◆ **WHAT YOU ARE ASKED TO DO**:
Return each line of the entries below that contains the word "mountain", copied in full.

***** ITEMS

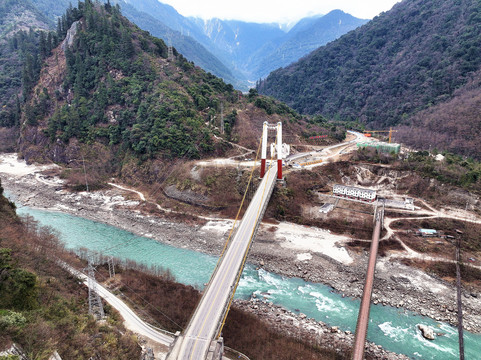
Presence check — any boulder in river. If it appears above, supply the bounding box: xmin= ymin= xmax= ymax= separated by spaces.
xmin=418 ymin=324 xmax=435 ymax=340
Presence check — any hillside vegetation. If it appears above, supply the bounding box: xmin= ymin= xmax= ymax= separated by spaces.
xmin=15 ymin=0 xmax=344 ymax=188
xmin=258 ymin=0 xmax=481 ymax=153
xmin=0 ymin=179 xmax=141 ymax=360
xmin=0 ymin=0 xmax=53 ymax=126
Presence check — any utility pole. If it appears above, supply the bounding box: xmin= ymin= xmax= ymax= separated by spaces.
xmin=87 ymin=257 xmax=105 ymax=320
xmin=456 ymin=236 xmax=467 ymax=360
xmin=82 ymin=154 xmax=89 ymax=192
xmin=167 ymin=34 xmax=174 ymax=60
xmin=220 ymin=102 xmax=224 ymax=134
xmin=107 ymin=256 xmax=115 ymax=278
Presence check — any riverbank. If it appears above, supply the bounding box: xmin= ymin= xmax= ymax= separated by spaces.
xmin=0 ymin=151 xmax=481 ymax=354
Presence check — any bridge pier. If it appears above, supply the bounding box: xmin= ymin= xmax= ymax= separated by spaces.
xmin=206 ymin=337 xmax=224 ymax=360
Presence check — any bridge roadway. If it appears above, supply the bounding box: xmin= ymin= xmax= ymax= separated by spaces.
xmin=167 ymin=162 xmax=277 ymax=360
xmin=352 ymin=205 xmax=384 ymax=360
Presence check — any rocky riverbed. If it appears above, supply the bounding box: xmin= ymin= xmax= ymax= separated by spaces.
xmin=0 ymin=153 xmax=481 ymax=358
xmin=234 ymin=298 xmax=409 ymax=360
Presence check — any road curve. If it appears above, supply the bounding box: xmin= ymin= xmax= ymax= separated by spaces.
xmin=60 ymin=263 xmax=174 ymax=346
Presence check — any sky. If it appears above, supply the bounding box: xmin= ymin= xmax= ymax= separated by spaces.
xmin=160 ymin=0 xmax=400 ymax=23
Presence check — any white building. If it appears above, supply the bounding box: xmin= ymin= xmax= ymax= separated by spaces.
xmin=332 ymin=184 xmax=376 ymax=202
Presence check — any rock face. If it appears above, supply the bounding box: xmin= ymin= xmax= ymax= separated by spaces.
xmin=418 ymin=324 xmax=435 ymax=340
xmin=61 ymin=21 xmax=79 ymax=52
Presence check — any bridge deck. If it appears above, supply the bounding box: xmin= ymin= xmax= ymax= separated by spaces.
xmin=167 ymin=167 xmax=277 ymax=360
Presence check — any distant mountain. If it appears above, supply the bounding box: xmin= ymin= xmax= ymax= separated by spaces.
xmin=259 ymin=0 xmax=481 ymax=126
xmin=15 ymin=0 xmax=366 ymax=90
xmin=188 ymin=10 xmax=367 ymax=83
xmin=112 ymin=0 xmax=241 ymax=87
xmin=253 ymin=10 xmax=368 ymax=78
xmin=18 ymin=0 xmax=318 ymax=187
xmin=188 ymin=19 xmax=286 ymax=80
xmin=99 ymin=0 xmax=367 ymax=90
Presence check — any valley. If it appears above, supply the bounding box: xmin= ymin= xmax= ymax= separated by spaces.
xmin=0 ymin=136 xmax=481 ymax=356
xmin=0 ymin=0 xmax=481 ymax=360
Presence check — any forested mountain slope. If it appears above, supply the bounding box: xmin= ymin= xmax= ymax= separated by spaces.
xmin=0 ymin=0 xmax=53 ymax=126
xmin=19 ymin=0 xmax=326 ymax=188
xmin=259 ymin=0 xmax=481 ymax=131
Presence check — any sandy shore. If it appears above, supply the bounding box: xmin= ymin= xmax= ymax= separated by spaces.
xmin=0 ymin=154 xmax=481 ymax=356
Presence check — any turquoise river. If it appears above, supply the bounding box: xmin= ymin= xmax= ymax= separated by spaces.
xmin=12 ymin=207 xmax=481 ymax=360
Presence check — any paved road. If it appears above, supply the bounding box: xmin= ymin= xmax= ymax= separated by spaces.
xmin=60 ymin=263 xmax=174 ymax=346
xmin=352 ymin=209 xmax=384 ymax=360
xmin=286 ymin=130 xmax=367 ymax=163
xmin=167 ymin=167 xmax=277 ymax=360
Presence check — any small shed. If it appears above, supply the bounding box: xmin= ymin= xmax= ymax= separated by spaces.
xmin=418 ymin=229 xmax=438 ymax=237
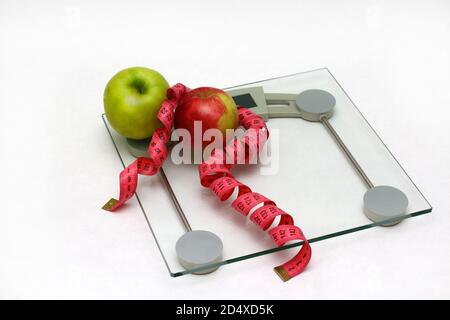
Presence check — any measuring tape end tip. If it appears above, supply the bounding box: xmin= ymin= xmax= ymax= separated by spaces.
xmin=102 ymin=198 xmax=119 ymax=212
xmin=273 ymin=266 xmax=291 ymax=282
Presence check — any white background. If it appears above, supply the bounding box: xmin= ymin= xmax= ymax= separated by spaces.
xmin=0 ymin=0 xmax=450 ymax=299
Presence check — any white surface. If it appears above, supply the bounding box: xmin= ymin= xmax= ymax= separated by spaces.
xmin=0 ymin=0 xmax=450 ymax=299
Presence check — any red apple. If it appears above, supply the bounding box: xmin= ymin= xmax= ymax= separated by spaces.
xmin=174 ymin=87 xmax=239 ymax=148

**********

◆ **FULL ANSWER**:
Presence check — any distant mountain. If it appears above, supply the bounding box: xmin= ymin= xmax= ymax= separated by spaces.
Presence check — any forested mountain slope. If it appears above, supply the bounding box: xmin= ymin= xmax= ymax= separated by spaces.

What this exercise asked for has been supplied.